-- Questions --
1/ Duplicate everything in the passage on the heavenly multitude from "Those Palm Branches" down to "over our sins.".
2/ List the groups that the passage on the heavenly multitude says the multitude comes from.
3/ According to the passage on the heavenly multitude, on what occasion did the crowds think they were installing a new King?

-- Extract provided --
■ ■ ■ ■ ■ ■ ■

John hears about the church on earth, but he sees the Church at rest. After this I looked, and behold, a great multitude that no one could number, from every nation, from all tribes and peoples and languages, standing before the throne and before the Lamb, clothed in white robes, with palm branches in their hands, and crying out with a loud voice, “Salvation belongs to our God who sits on the throne, and to the Lamb!”
Those Palm Branches in the crowd bring us back to the time before Christ when the Israelites welcomed conquering heroes with Palm Branches. They bring us back to Palm Sunday when the crowds thought they were installing a new King. That’s exactly what heaven centers around – the victory that belongs to all who believe that Jesus’ coronation was on a cross outside Jerusalem and that this King dies in our place to win the victory for us over our sins.

■ ■ ■ ■ ■ ■ ■

-- Dataset extract --
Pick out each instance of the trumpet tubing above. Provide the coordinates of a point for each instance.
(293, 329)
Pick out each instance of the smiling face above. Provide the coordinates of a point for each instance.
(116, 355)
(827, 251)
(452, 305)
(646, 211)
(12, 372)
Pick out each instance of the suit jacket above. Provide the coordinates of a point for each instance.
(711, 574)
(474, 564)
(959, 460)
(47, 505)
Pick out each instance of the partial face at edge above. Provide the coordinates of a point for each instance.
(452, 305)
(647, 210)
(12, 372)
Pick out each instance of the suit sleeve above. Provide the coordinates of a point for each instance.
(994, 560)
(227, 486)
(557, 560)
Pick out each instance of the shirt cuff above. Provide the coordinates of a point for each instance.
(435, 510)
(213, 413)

■ ■ ■ ■ ■ ■ ■

-- Answers provided --
1/
Those Palm Branches in the crowd bring us back to the time before Christ when the Israelites welcomed conquering heroes with Palm Branches. They bring us back to Palm Sunday when the crowds thought they were installing a new King. That’s exactly what heaven centers around – the victory that belongs to all who believe that Jesus’ coronation was on a cross outside Jerusalem and that this King dies in our place to win the victory for us over our sins.

2/
every nation
all tribes
peoples
languages

3/ Palm Sunday.